* [WHAT IS REQUIRED]: Reproduce the records starting at their beginning and ending with the line that contains "positive clicks: (27, 60) (26, 60)", substituting "coarse mask" for "rough mask" and changing nothing else. Omit the pictures from your reply.

-*-

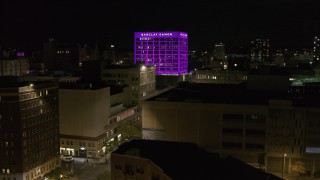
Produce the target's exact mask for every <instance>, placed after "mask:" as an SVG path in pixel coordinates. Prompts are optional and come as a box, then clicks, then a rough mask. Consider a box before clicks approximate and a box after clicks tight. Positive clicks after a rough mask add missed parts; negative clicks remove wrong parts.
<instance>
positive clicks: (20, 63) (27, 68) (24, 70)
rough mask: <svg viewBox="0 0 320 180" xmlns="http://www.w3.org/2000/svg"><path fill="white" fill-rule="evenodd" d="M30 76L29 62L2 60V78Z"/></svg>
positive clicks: (27, 60) (26, 60)
mask: <svg viewBox="0 0 320 180" xmlns="http://www.w3.org/2000/svg"><path fill="white" fill-rule="evenodd" d="M27 74H29V60H27V59H15V60H1V61H0V76H22V75H27Z"/></svg>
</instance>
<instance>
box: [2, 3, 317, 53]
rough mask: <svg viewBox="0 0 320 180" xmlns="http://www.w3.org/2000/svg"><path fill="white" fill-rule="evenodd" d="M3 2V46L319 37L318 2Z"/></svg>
mask: <svg viewBox="0 0 320 180" xmlns="http://www.w3.org/2000/svg"><path fill="white" fill-rule="evenodd" d="M0 5H1V6H0V10H1V11H0V12H1V13H0V19H1V21H2V24H3V26H2V27H1V29H0V39H1V40H0V41H1V42H0V44H1V45H2V46H3V47H12V46H21V47H25V48H29V47H30V48H32V47H41V46H42V43H44V42H46V41H48V39H49V38H50V37H54V38H55V39H57V40H59V41H65V42H70V43H90V42H93V43H94V42H95V39H97V38H98V39H101V40H100V41H102V42H103V41H104V42H110V43H114V44H115V45H116V47H118V48H120V49H127V50H130V49H132V48H133V35H134V32H148V31H151V32H152V31H183V32H187V33H188V34H189V35H190V37H189V47H190V49H208V48H210V46H213V45H214V44H215V43H220V42H222V43H224V44H226V45H229V46H241V45H245V44H249V43H250V41H252V40H255V39H256V38H268V39H270V45H271V48H277V49H279V48H310V47H312V44H313V42H312V41H313V37H314V36H318V35H319V36H320V26H319V25H318V22H320V13H319V11H318V8H317V7H319V6H318V5H319V2H317V1H316V0H306V1H297V2H291V1H289V0H281V1H279V0H278V1H276V0H261V1H258V2H257V1H254V0H238V1H237V0H225V1H210V0H202V1H195V0H191V1H188V2H185V1H182V0H175V1H170V0H159V1H152V2H149V1H146V0H137V1H134V2H125V3H123V2H118V1H115V0H110V1H100V0H78V1H72V0H64V1H62V0H55V1H52V0H47V1H41V0H32V1H28V2H25V1H21V2H18V1H9V0H4V1H1V2H0Z"/></svg>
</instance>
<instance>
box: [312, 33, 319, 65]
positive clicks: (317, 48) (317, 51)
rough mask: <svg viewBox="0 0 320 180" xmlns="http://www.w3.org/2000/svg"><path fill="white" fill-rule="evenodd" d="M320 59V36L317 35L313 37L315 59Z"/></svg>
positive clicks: (313, 54) (317, 60)
mask: <svg viewBox="0 0 320 180" xmlns="http://www.w3.org/2000/svg"><path fill="white" fill-rule="evenodd" d="M319 60H320V38H319V37H318V36H315V37H314V39H313V61H315V62H316V61H319Z"/></svg>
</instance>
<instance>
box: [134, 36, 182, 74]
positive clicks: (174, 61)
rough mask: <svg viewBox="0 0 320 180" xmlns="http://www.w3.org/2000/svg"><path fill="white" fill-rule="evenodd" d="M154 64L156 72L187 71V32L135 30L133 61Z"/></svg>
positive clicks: (166, 73) (171, 72) (175, 71)
mask: <svg viewBox="0 0 320 180" xmlns="http://www.w3.org/2000/svg"><path fill="white" fill-rule="evenodd" d="M139 62H143V63H144V64H145V65H147V66H152V65H155V66H156V74H162V75H164V74H167V75H178V74H185V73H187V71H188V34H187V33H185V32H135V34H134V63H135V64H136V63H139Z"/></svg>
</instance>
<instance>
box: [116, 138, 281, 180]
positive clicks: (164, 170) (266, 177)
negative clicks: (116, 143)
mask: <svg viewBox="0 0 320 180" xmlns="http://www.w3.org/2000/svg"><path fill="white" fill-rule="evenodd" d="M113 153H114V154H122V155H128V156H136V157H137V156H138V157H140V158H145V159H150V160H151V161H152V162H154V163H155V164H156V165H157V166H159V167H160V168H162V169H163V171H164V173H165V174H166V175H168V176H169V177H170V178H172V179H175V180H177V179H183V180H188V179H269V180H273V179H281V178H278V177H276V176H274V175H272V174H268V173H265V172H263V171H262V170H259V169H256V168H254V167H252V166H250V165H247V164H245V163H243V162H241V161H240V160H237V159H235V158H233V157H226V158H220V157H219V156H218V155H217V154H214V153H210V152H207V151H204V150H202V149H201V148H199V147H198V146H197V145H196V144H193V143H186V142H172V141H155V140H141V139H140V140H139V139H134V140H131V141H129V142H126V143H124V144H122V145H121V146H119V148H118V149H117V150H115V151H114V152H113Z"/></svg>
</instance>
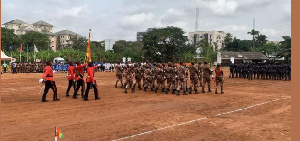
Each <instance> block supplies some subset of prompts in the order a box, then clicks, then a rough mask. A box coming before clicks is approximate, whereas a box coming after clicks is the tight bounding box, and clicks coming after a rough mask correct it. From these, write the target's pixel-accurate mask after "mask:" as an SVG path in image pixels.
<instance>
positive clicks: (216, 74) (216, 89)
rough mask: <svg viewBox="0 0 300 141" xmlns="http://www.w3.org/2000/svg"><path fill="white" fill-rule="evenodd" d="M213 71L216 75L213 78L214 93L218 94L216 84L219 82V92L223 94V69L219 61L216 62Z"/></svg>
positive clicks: (218, 83)
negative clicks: (213, 85) (215, 73)
mask: <svg viewBox="0 0 300 141" xmlns="http://www.w3.org/2000/svg"><path fill="white" fill-rule="evenodd" d="M215 73H216V77H215V79H214V82H215V83H216V91H215V94H218V85H219V83H220V86H221V94H224V92H223V82H224V78H223V70H222V68H221V64H220V63H218V64H217V67H216V69H215Z"/></svg>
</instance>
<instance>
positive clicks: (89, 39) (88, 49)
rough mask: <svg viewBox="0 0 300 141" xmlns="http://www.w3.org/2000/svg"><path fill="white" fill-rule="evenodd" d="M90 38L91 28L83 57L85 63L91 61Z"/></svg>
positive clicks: (90, 48) (91, 60)
mask: <svg viewBox="0 0 300 141" xmlns="http://www.w3.org/2000/svg"><path fill="white" fill-rule="evenodd" d="M90 40H91V29H90V32H89V39H88V45H87V47H86V55H85V59H84V62H85V63H88V62H91V61H92V56H91V45H90Z"/></svg>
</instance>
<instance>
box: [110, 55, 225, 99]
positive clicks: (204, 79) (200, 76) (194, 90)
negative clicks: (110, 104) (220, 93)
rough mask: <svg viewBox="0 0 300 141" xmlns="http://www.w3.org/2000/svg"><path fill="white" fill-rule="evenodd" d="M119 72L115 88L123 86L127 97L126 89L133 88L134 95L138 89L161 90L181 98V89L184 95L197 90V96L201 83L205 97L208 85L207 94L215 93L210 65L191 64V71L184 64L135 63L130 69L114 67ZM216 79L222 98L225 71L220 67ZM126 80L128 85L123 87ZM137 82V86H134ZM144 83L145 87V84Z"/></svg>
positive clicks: (201, 85) (189, 69) (212, 74)
mask: <svg viewBox="0 0 300 141" xmlns="http://www.w3.org/2000/svg"><path fill="white" fill-rule="evenodd" d="M115 69H116V78H117V80H116V84H115V87H116V88H117V86H118V82H119V81H120V82H121V87H122V88H124V93H127V89H128V88H131V92H132V93H133V92H135V87H136V86H137V87H138V89H140V90H141V89H142V88H143V89H144V91H147V89H148V88H150V89H151V91H155V92H157V91H158V90H159V89H160V88H161V92H164V93H166V94H168V92H169V91H170V90H172V94H177V95H180V89H182V90H183V94H184V95H187V94H188V93H189V94H192V89H193V88H194V94H198V93H199V92H198V89H197V87H198V82H200V87H202V93H205V90H204V89H205V84H206V83H207V85H208V92H212V91H211V88H210V82H211V78H212V79H214V76H213V72H212V70H211V69H210V68H209V65H208V64H207V62H204V64H203V65H202V64H201V63H199V64H198V65H197V64H195V63H194V62H191V66H190V68H189V69H188V68H187V67H186V66H185V65H184V63H183V62H180V65H178V66H175V65H174V64H173V63H170V62H169V63H168V64H161V63H154V64H153V65H151V64H150V63H149V61H146V64H145V65H143V66H142V65H141V63H136V64H134V65H130V63H129V62H126V64H125V66H124V67H122V66H121V65H120V61H118V62H117V65H116V66H115ZM215 73H216V78H215V79H214V81H215V82H217V83H216V89H215V93H216V94H217V93H218V92H217V86H218V84H219V83H220V85H221V94H223V93H224V92H223V71H222V69H221V66H220V64H218V65H217V68H216V69H215ZM188 76H190V81H191V85H190V86H189V87H188V86H187V81H188ZM123 77H124V78H125V82H124V83H123ZM134 79H135V82H134ZM142 82H143V83H142Z"/></svg>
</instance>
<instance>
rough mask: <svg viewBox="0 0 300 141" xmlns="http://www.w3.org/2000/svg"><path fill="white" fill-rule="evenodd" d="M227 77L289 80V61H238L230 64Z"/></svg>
mask: <svg viewBox="0 0 300 141" xmlns="http://www.w3.org/2000/svg"><path fill="white" fill-rule="evenodd" d="M229 67H230V74H229V78H246V79H248V80H252V79H263V80H268V79H269V80H272V79H273V80H285V81H287V80H291V64H290V63H278V62H275V63H274V62H267V63H240V64H230V65H229Z"/></svg>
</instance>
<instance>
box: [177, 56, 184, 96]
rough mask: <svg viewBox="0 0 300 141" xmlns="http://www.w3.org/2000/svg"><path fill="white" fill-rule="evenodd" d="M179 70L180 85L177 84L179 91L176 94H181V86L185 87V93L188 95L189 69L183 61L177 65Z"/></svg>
mask: <svg viewBox="0 0 300 141" xmlns="http://www.w3.org/2000/svg"><path fill="white" fill-rule="evenodd" d="M177 71H178V73H177V74H178V82H177V83H178V85H177V91H176V94H177V95H180V94H179V93H180V87H181V86H182V87H183V91H184V92H183V95H187V89H186V80H187V79H186V75H187V70H186V68H185V67H184V66H183V62H180V65H179V66H178V67H177Z"/></svg>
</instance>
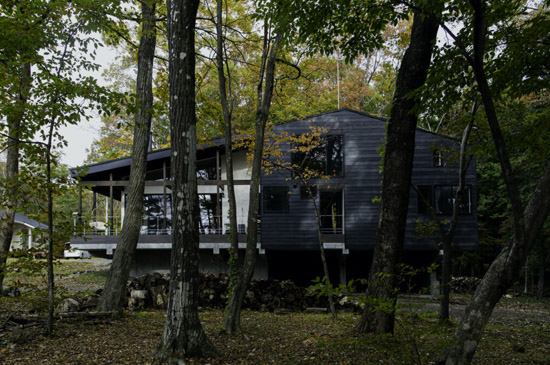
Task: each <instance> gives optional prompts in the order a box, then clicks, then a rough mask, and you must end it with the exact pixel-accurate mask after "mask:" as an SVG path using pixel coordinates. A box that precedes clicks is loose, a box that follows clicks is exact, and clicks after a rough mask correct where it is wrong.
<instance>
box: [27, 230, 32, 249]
mask: <svg viewBox="0 0 550 365" xmlns="http://www.w3.org/2000/svg"><path fill="white" fill-rule="evenodd" d="M27 241H28V244H27V247H28V248H29V249H31V248H32V228H27Z"/></svg>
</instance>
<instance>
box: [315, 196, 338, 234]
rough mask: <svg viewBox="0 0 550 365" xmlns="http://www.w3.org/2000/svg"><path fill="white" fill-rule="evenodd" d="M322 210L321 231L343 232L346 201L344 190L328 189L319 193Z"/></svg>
mask: <svg viewBox="0 0 550 365" xmlns="http://www.w3.org/2000/svg"><path fill="white" fill-rule="evenodd" d="M319 200H320V202H319V208H320V210H321V212H320V213H321V232H323V233H325V234H342V233H344V229H343V227H344V226H343V217H344V216H343V213H344V209H343V208H344V201H343V199H342V190H326V191H321V192H320V193H319Z"/></svg>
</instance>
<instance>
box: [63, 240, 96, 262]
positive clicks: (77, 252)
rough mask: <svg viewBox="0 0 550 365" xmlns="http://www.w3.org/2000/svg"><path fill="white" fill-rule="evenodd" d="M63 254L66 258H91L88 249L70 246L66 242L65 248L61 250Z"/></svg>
mask: <svg viewBox="0 0 550 365" xmlns="http://www.w3.org/2000/svg"><path fill="white" fill-rule="evenodd" d="M63 256H64V257H65V258H66V259H91V258H92V255H90V253H89V252H88V251H83V250H79V249H76V248H71V245H69V244H68V243H66V244H65V250H63Z"/></svg>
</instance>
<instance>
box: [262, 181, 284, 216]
mask: <svg viewBox="0 0 550 365" xmlns="http://www.w3.org/2000/svg"><path fill="white" fill-rule="evenodd" d="M264 212H288V187H287V186H266V187H264Z"/></svg>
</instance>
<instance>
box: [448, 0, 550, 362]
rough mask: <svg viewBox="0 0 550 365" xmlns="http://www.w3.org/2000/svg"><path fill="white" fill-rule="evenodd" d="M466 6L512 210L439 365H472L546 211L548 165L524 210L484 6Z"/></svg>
mask: <svg viewBox="0 0 550 365" xmlns="http://www.w3.org/2000/svg"><path fill="white" fill-rule="evenodd" d="M470 4H471V5H472V7H473V9H474V26H473V31H474V47H473V49H474V57H473V62H472V64H471V66H472V67H473V69H474V75H475V78H476V82H477V88H478V91H479V93H480V95H481V99H482V101H483V105H484V107H485V115H486V117H487V122H488V124H489V127H490V129H491V135H492V137H493V142H494V144H495V148H496V150H497V153H498V156H499V161H500V165H501V169H502V176H503V178H504V181H505V183H506V187H507V190H508V198H509V199H510V203H511V205H512V213H513V217H514V235H513V237H512V239H511V240H510V241H509V242H508V244H507V246H506V247H504V248H503V249H502V251H501V252H500V254H499V255H498V256H497V258H496V259H495V260H494V261H493V263H492V264H491V266H490V267H489V270H488V271H487V273H486V274H485V276H484V277H483V279H482V281H481V283H480V284H479V285H478V287H477V290H476V292H475V293H474V295H473V297H472V299H471V301H470V303H469V304H468V306H467V307H466V309H465V311H464V315H463V316H462V318H461V320H460V322H459V323H458V325H457V329H456V332H455V334H454V338H453V343H452V344H451V345H450V346H449V347H447V348H446V349H445V351H444V352H443V354H442V355H441V357H440V359H439V363H442V364H443V363H444V364H469V363H471V361H472V359H473V356H474V354H475V351H476V349H477V345H478V344H479V340H480V339H481V336H482V334H483V331H484V330H485V326H486V324H487V322H488V321H489V318H490V316H491V313H492V311H493V309H494V307H495V305H496V304H497V303H498V301H499V300H500V298H501V297H502V295H503V294H504V293H505V292H506V290H507V289H508V288H509V287H510V285H511V284H512V283H513V282H514V281H515V279H516V276H517V275H518V274H519V270H521V268H522V266H523V265H524V264H525V260H526V259H527V255H528V254H529V251H530V250H531V247H532V245H533V242H534V240H535V238H536V237H537V235H538V233H539V231H540V229H541V228H542V225H543V223H544V221H545V220H546V217H547V215H548V211H549V209H550V196H549V194H550V165H547V168H546V170H545V172H544V174H543V176H542V177H541V179H540V180H539V183H538V185H537V187H536V189H535V192H534V193H533V195H532V197H531V199H530V200H529V203H528V205H527V207H526V208H525V209H524V208H523V205H522V202H521V199H520V195H519V189H518V186H517V183H516V181H515V179H514V173H513V170H512V167H511V164H510V159H509V155H508V151H507V149H506V143H505V141H504V137H503V135H502V131H501V130H500V124H499V121H498V117H497V113H496V108H495V105H494V101H493V96H492V93H491V89H490V87H489V83H488V81H487V76H486V73H485V69H484V63H483V62H484V54H485V37H486V34H487V24H488V23H487V4H486V3H485V2H484V1H482V0H471V1H470Z"/></svg>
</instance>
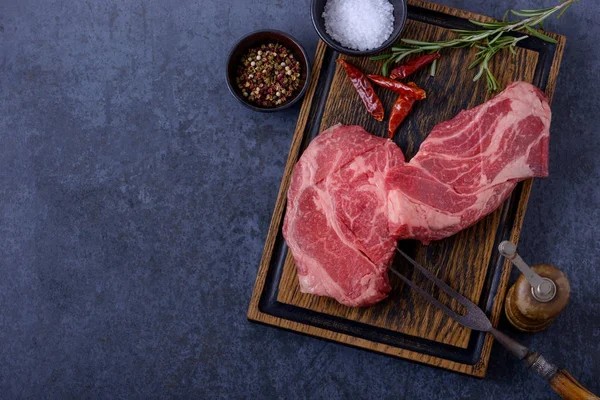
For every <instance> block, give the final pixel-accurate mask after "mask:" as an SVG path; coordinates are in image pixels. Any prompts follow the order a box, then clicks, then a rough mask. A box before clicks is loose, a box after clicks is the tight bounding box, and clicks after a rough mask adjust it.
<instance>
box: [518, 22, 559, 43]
mask: <svg viewBox="0 0 600 400" xmlns="http://www.w3.org/2000/svg"><path fill="white" fill-rule="evenodd" d="M525 29H527V30H528V31H529V33H531V34H532V35H533V36H535V37H537V38H539V39H542V40H544V41H546V42H549V43H558V41H557V40H556V39H553V38H551V37H550V36H547V35H544V34H543V33H542V32H539V31H536V30H535V29H533V28H531V27H530V26H529V25H525Z"/></svg>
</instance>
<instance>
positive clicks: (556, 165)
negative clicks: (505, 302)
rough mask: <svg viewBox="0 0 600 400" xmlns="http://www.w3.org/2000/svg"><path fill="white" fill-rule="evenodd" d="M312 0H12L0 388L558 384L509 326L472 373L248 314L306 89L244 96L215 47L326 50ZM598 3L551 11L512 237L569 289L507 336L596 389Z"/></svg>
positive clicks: (486, 392)
mask: <svg viewBox="0 0 600 400" xmlns="http://www.w3.org/2000/svg"><path fill="white" fill-rule="evenodd" d="M442 2H443V3H444V4H447V5H451V6H455V7H460V8H464V9H468V10H472V11H475V12H479V13H484V14H489V15H492V16H495V17H501V16H502V15H503V14H504V11H505V9H507V8H538V7H543V6H549V5H552V4H554V3H555V1H554V0H520V1H515V0H510V1H502V2H488V1H484V0H477V1H466V0H465V1H459V0H454V1H453V0H444V1H442ZM308 5H309V1H308V0H302V1H292V0H286V1H283V0H272V1H271V0H254V1H247V0H235V1H203V0H136V1H124V0H122V1H119V0H86V1H69V0H47V1H43V0H1V1H0V218H1V220H0V393H2V394H1V395H0V397H2V398H7V399H10V398H56V399H59V398H140V399H147V398H171V397H173V398H317V399H318V398H323V399H326V398H327V399H330V398H331V399H337V398H389V399H398V398H406V399H412V398H423V399H437V398H439V399H449V398H461V399H483V398H494V399H517V398H522V399H525V398H528V399H550V398H554V397H553V394H552V393H551V391H550V390H549V389H548V388H547V387H546V386H545V384H544V383H543V382H542V381H541V380H540V379H538V378H537V377H535V376H533V375H532V374H530V373H527V372H526V371H525V370H524V368H523V367H522V366H521V365H520V363H519V362H517V361H516V360H514V359H513V358H511V357H510V356H509V355H508V354H507V353H506V352H505V351H504V350H503V349H502V348H499V347H498V346H494V350H493V353H492V361H491V363H490V366H489V372H488V376H487V378H485V379H484V380H479V379H476V378H471V377H467V376H462V375H459V374H455V373H450V372H446V371H443V370H439V369H434V368H431V367H427V366H423V365H418V364H414V363H410V362H407V361H403V360H398V359H394V358H390V357H386V356H382V355H378V354H373V353H370V352H366V351H363V350H358V349H354V348H349V347H345V346H341V345H337V344H333V343H328V342H325V341H322V340H317V339H313V338H309V337H305V336H300V335H297V334H294V333H290V332H284V331H281V330H278V329H274V328H270V327H266V326H261V325H255V324H252V323H249V322H248V321H247V320H246V310H247V307H248V301H249V297H250V293H251V291H252V287H253V284H254V279H255V276H256V271H257V266H258V263H259V259H260V256H261V253H262V246H263V242H264V240H265V236H266V234H267V229H268V224H269V219H270V215H271V212H272V210H273V206H274V204H275V198H276V195H277V191H278V188H279V182H280V179H281V176H282V173H283V168H284V164H285V160H286V157H287V151H288V148H289V146H290V141H291V138H292V132H293V128H294V126H295V123H296V118H297V115H298V111H299V107H294V108H292V109H290V110H288V111H285V112H281V113H276V114H271V115H265V114H257V113H254V112H251V111H249V110H247V109H245V108H243V107H242V106H240V105H239V104H238V103H237V102H236V101H235V100H234V99H233V98H232V97H231V96H230V95H229V93H228V92H227V89H226V86H225V79H224V68H223V66H224V63H225V60H226V54H227V52H228V49H229V47H230V46H231V45H232V44H233V43H234V41H235V40H236V39H237V38H239V37H240V36H242V35H243V34H245V33H248V32H250V31H252V30H255V29H259V28H276V29H281V30H284V31H287V32H289V33H291V34H292V35H294V36H295V37H297V38H298V39H299V40H300V41H301V42H302V44H303V45H304V46H305V47H306V49H307V51H308V52H309V54H314V51H315V48H316V44H317V35H316V34H315V32H314V30H313V28H312V26H311V23H310V17H309V11H308ZM599 14H600V5H599V4H598V3H597V2H596V1H591V0H584V1H582V2H581V3H579V4H577V5H576V6H575V7H573V8H572V9H571V10H570V11H569V12H568V13H567V14H566V15H565V16H564V17H563V19H561V20H560V21H558V22H556V21H551V22H549V23H548V26H549V27H550V28H551V29H552V30H555V31H557V32H560V33H562V34H564V35H566V36H567V37H568V43H567V48H566V52H565V58H564V61H563V64H562V71H561V74H560V78H559V80H558V87H557V90H556V95H555V100H554V104H553V111H554V117H553V124H552V140H551V153H552V154H551V164H550V171H551V173H550V178H549V179H545V180H539V181H536V183H535V186H534V191H533V195H532V197H531V201H530V203H529V210H528V213H527V217H526V219H525V226H524V230H523V235H522V241H521V245H520V250H521V253H522V254H523V256H524V257H525V258H526V259H527V260H528V261H530V262H531V263H535V262H546V263H552V264H555V265H558V266H560V267H561V268H562V269H564V271H565V272H566V273H567V275H568V276H569V278H570V281H571V285H572V291H573V295H572V300H571V303H570V305H569V307H568V309H567V310H566V312H565V313H564V314H563V315H561V316H560V317H559V318H558V320H557V321H556V322H555V324H554V325H552V327H551V328H550V329H548V330H547V331H545V332H543V333H538V334H535V335H517V337H519V338H520V339H521V340H522V341H523V342H524V343H526V344H528V345H531V346H533V347H535V348H536V349H538V350H540V351H541V352H543V353H545V354H546V355H547V356H549V358H551V359H552V360H554V361H556V362H557V363H559V364H561V365H564V366H567V367H568V368H569V370H570V371H571V372H572V374H573V375H574V376H576V377H577V378H579V379H580V381H581V382H583V383H585V385H587V386H588V387H589V388H591V389H592V390H593V391H595V392H596V393H600V381H599V379H598V377H600V365H599V364H600V363H599V359H600V296H599V294H598V290H599V289H600V279H599V278H598V274H597V268H598V261H599V260H600V246H599V242H598V238H599V237H600V236H599V234H598V224H599V223H600V211H599V205H600V204H599V203H600V189H598V187H599V186H600V157H599V156H598V153H599V150H600V135H599V134H598V126H599V124H600V116H599V114H598V107H599V106H600V94H599V93H600V75H599V74H598V71H599V70H600V50H599V48H598V38H599V37H600V26H599V23H598V21H599V20H598V15H599Z"/></svg>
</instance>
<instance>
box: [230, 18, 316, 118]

-*-

* [SOLUTION TO THIS TASK]:
Produce the target's exact mask for every <instance>, placed after "mask:" as an SVG path in pixel coordinates. Prompts are optional and come as a box, then clicks, then a coarse mask. Consider a box before clicks approximate and a box after clicks tight. Positive clicks after a coarse mask add missed parts; negative clicks remove wrong parts.
<instance>
positive clicks: (20, 63) (27, 68) (24, 70)
coarse mask: <svg viewBox="0 0 320 180" xmlns="http://www.w3.org/2000/svg"><path fill="white" fill-rule="evenodd" d="M30 76L29 62L2 60V78Z"/></svg>
positive clicks: (27, 60) (26, 60)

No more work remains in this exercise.